* _Prompt A_: Extract each line in the records that contains the string "target".

------ Document text ------

“My man rocks me with one steady roll.” – Trixie Smith, 1922
Rock and roll is as old as mankind and the first rock ‘n’ roll record was Jackie Brenston and his Delta Cats’ ‘Rocket 88’ recorded at Sam Phillips’ Sun Studios in Memphis Tennessee. One of these two things is untrue, and it’s not that rock and roll is as old as mankind. Rock ‘n’ roll was little more than a euphemism among the Black
population in early 20th Century America. There are some that think it was also a dance, but for some the difference between sex and dancing is as thin as the line between love and hate. Nor is it true that Alan Freed, the Cleveland DJ invented the term. . .but more of that later.
Nearly 90 years ago in September 1922 in New York City 27 year old Trixie Smith along with the Jazz Masters went into the studio to cut a couple of sides. Who made up the Jazz Masters have been lost down the crack in the shellac, all except one – Fletcher Henderson a name ubiquitous within jazz circles and whose band Louis Armstrong joined in 1924. One of the sides Trixie and the boys cut was ‘My Daddy Rocks Me (with one steady roll); as clear evidence as you can get for the link between rock and roll, and sex.
My daddy rocks me with one steady roll.
There's no slippin' when he once takes hold.
I looked at the clock and the clock struck one.
I said "Now Daddy, ain't we got fun."
He kept rockin' with one steady roll.
Now hold those lyrics in your head because we’ll return to them soon enough. Four years after Trixie was rockin’ and rollin’ a man got around to it too; Blind Blake, whose Christian name may or may not have been Arthur, was the first to use the word ‘rock’ in a song. His earliest record for the Paramount label in August 1926 had ‘West Coast Blues’ on one side of it. It opens with the lines
Now we gonna do the old country rock.
First thing we do, swing your partners.
It’s a lot less sexy than Trixie and certainly seems to relate to some kind of dance, which is possibly evidence for the whole thing being a mix of both sex and dancing. Later in the song he even does a little advertising, “Good to the last drop. Just like Maxwell House Coffee, yes.” When President Theodore Roosevelt visited the manufacturer of Maxwell House in 1907, had a cup of their coffee, saying “It’s good to the last drop”; probably the only time a US President has been an advertising copy writer. There again it may also take us back towards the sex angle!
Three years later, in 1929, a twenty-five year old by the name of Tampa Red, who seems to have hailed from Florida, but grew up in Georgia and was a bit of a whizz on the kazoo, as well as piano and guitar decided to do a little rocking of his own. Tampa recorded such risqué songs as ‘It’s Tight Like That’ and ‘Jelly Whippin’ Blues’ but he also fronted the Hokum Jug Band. One weekend in April 1929 Tampa and his band recorded several tunes including ‘She is Hot’ which sounds like the perfect rock ‘n’ roll title and they also covered Trixie’s ‘’My Daddy Rocks Me (with one steady roll)’. Now, Tampa being a man doing a song about his Daddy rocking him with one steady roll obviously poses some questions, but on this occasion it wasn’t Tampa singing – it was instead the cross-dressing Frankie ‘Half-Pint’ Jaxon. Frankie put his own slant on Trixie’s lyrics
My Man rocks me with one steady roll
It makes no difference if he’s hot or cold
When I looked at the clock, clock struck one.

------

* _Prompt B_: Swap "clock" for "watch" and write out everything in the piece on the roots of rock and roll from "Nearly 90 years" down to "rockin' with one steady roll.".

------ Records provided ------

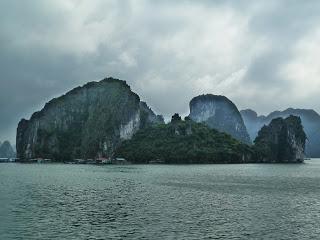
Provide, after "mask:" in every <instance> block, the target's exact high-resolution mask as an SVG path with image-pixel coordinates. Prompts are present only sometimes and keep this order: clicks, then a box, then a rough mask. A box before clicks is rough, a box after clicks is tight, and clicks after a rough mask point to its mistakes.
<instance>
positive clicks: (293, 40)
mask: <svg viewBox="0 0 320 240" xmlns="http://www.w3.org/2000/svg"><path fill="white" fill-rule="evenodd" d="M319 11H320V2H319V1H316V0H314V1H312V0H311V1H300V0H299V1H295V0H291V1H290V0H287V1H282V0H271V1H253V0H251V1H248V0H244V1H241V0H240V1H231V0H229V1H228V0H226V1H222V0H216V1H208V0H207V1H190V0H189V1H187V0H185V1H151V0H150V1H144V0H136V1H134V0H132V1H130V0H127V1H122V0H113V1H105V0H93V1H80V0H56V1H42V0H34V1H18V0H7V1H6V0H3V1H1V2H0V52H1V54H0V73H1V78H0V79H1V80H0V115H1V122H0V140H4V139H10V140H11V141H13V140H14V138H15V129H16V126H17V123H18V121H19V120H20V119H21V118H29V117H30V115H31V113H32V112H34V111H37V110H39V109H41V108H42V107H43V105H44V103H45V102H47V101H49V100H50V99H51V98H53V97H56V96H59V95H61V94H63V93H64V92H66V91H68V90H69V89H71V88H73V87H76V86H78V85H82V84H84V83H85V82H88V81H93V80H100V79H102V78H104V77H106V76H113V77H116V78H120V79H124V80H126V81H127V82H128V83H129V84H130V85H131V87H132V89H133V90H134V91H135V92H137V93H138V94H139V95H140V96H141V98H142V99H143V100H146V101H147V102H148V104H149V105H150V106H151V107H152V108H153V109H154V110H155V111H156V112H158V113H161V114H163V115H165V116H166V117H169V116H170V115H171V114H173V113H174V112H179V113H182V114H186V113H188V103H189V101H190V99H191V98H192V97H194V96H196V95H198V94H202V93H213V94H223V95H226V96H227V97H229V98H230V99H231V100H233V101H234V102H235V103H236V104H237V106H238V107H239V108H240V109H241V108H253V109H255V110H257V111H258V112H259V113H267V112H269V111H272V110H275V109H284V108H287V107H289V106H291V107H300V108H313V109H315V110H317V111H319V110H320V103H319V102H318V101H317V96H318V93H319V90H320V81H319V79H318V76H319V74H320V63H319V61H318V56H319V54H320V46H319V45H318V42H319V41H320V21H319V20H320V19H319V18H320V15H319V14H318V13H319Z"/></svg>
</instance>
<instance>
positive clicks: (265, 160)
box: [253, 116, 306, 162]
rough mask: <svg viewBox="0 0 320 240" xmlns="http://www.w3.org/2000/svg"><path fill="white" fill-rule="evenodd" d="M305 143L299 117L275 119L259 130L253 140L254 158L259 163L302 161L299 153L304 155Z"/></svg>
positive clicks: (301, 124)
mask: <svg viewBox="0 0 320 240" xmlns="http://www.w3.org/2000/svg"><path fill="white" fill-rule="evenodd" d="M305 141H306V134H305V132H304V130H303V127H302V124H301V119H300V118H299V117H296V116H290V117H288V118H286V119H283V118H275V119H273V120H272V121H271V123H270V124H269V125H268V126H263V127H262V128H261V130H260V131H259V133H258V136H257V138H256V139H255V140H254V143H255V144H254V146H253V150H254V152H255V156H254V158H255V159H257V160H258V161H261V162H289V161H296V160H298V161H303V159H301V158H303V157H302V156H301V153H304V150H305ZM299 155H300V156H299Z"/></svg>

------
------ Records provided ------

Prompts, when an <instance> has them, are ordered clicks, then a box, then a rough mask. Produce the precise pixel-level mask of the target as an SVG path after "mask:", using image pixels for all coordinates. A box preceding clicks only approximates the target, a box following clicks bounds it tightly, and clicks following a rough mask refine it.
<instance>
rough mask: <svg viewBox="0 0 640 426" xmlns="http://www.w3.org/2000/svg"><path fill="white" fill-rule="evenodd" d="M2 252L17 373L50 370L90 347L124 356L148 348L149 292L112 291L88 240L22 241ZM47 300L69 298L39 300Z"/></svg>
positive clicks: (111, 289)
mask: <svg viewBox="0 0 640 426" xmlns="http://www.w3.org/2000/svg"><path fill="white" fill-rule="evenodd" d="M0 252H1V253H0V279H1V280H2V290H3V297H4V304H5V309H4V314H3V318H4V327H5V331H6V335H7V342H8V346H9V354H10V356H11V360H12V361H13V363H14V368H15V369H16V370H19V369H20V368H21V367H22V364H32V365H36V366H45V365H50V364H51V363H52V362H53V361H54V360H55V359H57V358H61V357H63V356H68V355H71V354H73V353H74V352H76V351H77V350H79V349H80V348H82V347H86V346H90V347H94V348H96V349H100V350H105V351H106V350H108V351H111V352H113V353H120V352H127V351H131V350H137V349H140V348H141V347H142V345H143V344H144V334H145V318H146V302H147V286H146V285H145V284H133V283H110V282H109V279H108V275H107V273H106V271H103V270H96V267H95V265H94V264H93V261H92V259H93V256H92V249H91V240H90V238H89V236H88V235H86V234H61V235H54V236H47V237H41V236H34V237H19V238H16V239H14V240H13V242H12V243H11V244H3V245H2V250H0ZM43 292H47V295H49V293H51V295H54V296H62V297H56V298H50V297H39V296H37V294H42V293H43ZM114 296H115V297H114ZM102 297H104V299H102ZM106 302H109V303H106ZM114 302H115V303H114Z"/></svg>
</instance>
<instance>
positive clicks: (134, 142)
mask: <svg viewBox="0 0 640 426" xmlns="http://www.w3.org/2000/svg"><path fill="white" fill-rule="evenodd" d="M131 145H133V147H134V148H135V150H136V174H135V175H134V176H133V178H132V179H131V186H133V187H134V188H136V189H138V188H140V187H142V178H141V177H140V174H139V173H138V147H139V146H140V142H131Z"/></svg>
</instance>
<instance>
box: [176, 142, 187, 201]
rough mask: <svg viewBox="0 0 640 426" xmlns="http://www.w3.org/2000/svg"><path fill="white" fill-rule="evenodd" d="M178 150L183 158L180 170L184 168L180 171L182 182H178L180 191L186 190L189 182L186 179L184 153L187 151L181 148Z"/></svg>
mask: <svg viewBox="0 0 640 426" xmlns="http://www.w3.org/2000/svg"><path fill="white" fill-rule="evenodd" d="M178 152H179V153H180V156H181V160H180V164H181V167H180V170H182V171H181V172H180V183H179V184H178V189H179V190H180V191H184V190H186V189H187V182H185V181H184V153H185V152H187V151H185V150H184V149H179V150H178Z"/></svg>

------
------ Records provided ------

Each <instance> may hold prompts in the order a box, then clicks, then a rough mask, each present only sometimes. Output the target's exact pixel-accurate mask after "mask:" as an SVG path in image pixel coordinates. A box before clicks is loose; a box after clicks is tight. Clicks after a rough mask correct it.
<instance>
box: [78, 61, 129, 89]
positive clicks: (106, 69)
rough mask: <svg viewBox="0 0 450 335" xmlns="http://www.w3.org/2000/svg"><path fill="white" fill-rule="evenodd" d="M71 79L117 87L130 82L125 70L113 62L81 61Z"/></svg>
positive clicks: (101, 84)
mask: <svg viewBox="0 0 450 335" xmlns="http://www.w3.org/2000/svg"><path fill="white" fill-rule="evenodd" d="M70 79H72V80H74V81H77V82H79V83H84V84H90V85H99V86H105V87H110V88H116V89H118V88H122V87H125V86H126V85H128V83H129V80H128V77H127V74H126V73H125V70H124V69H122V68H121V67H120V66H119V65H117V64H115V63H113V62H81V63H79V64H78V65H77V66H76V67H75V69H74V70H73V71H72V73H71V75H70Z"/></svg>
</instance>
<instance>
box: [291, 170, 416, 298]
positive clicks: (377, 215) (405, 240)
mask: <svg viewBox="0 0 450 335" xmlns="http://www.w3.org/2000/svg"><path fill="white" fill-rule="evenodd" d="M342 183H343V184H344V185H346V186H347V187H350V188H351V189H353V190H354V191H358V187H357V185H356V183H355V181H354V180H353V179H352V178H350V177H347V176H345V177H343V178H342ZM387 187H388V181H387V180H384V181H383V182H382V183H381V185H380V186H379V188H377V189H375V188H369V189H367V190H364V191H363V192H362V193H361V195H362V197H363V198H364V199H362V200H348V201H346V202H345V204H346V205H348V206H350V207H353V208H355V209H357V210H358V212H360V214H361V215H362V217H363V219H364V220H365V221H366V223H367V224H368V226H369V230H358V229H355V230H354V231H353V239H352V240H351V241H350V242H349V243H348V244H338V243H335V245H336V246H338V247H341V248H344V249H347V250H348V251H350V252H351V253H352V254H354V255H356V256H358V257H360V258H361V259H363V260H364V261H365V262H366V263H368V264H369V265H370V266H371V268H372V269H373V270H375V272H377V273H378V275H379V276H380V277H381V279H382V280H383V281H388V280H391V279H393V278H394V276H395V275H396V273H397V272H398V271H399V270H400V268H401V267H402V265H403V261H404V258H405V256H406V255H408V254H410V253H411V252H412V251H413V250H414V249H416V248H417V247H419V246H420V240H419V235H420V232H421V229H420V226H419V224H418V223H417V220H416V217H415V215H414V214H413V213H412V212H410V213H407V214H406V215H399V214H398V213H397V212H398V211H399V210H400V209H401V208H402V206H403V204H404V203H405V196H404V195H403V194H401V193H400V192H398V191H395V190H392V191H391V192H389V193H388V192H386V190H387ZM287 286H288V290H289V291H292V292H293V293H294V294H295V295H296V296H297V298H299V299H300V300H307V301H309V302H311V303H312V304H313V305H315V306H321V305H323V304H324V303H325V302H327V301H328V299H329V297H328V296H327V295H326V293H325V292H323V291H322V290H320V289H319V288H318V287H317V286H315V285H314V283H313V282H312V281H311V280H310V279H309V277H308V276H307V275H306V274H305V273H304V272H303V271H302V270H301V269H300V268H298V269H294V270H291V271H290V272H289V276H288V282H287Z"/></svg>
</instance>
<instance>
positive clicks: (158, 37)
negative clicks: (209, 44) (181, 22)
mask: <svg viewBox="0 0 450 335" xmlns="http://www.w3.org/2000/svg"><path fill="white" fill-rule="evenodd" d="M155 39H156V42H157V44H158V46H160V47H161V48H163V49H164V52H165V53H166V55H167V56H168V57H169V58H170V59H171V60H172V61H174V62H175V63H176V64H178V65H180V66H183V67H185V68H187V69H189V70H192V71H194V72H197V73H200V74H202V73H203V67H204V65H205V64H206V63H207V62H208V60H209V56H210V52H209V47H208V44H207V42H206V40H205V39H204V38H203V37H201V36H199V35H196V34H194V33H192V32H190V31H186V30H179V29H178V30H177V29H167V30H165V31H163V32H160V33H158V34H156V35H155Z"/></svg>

------

* _Final answer A_:
Provide, after "mask:" in every <instance> block, the target's exact high-resolution mask as an SVG path with image-pixel coordinates. Prompts are present only sometimes and keep this order: clicks, then a box, then a rough mask. A box before clicks is rough, a box after clicks is tight, and clicks after a rough mask point to its mistakes.
Prompts, when an <instance> has them, are ordered clicks, then a box, then a rough mask. Produce the precise pixel-level mask of the target as an SVG path after "mask:", using image pixels for all coordinates. A box preceding clicks only approximates the target, a box following clicks bounds it tightly, and clicks following a rough mask refine it.
Each <instance> may hold prompts in the order a box, then clicks, then a rough mask, each present only sometimes. Output the target's exact pixel-accurate mask after "mask:" as an SVG path in image pixel coordinates. A box before clicks is loose; a box after clicks is tight. Clicks after a rough mask correct it.

* _Final answer B_:
Nearly 90 years ago in September 1922 in New York City 27 year old Trixie Smith along with the Jazz Masters went into the studio to cut a couple of sides. Who made up the Jazz Masters have been lost down the crack in the shellac, all except one – Fletcher Henderson a name ubiquitous within jazz circles and whose band Louis Armstrong joined in 1924. One of the sides Trixie and the boys cut was ‘My Daddy Rocks Me (with one steady roll); as clear evidence as you can get for the link between rock and roll, and sex.
My daddy rocks me with one steady roll.
There's no slippin' when he once takes hold.
I looked at the watch and the watch struck one.
I said "Now Daddy, ain't we got fun."
He kept rockin' with one steady roll.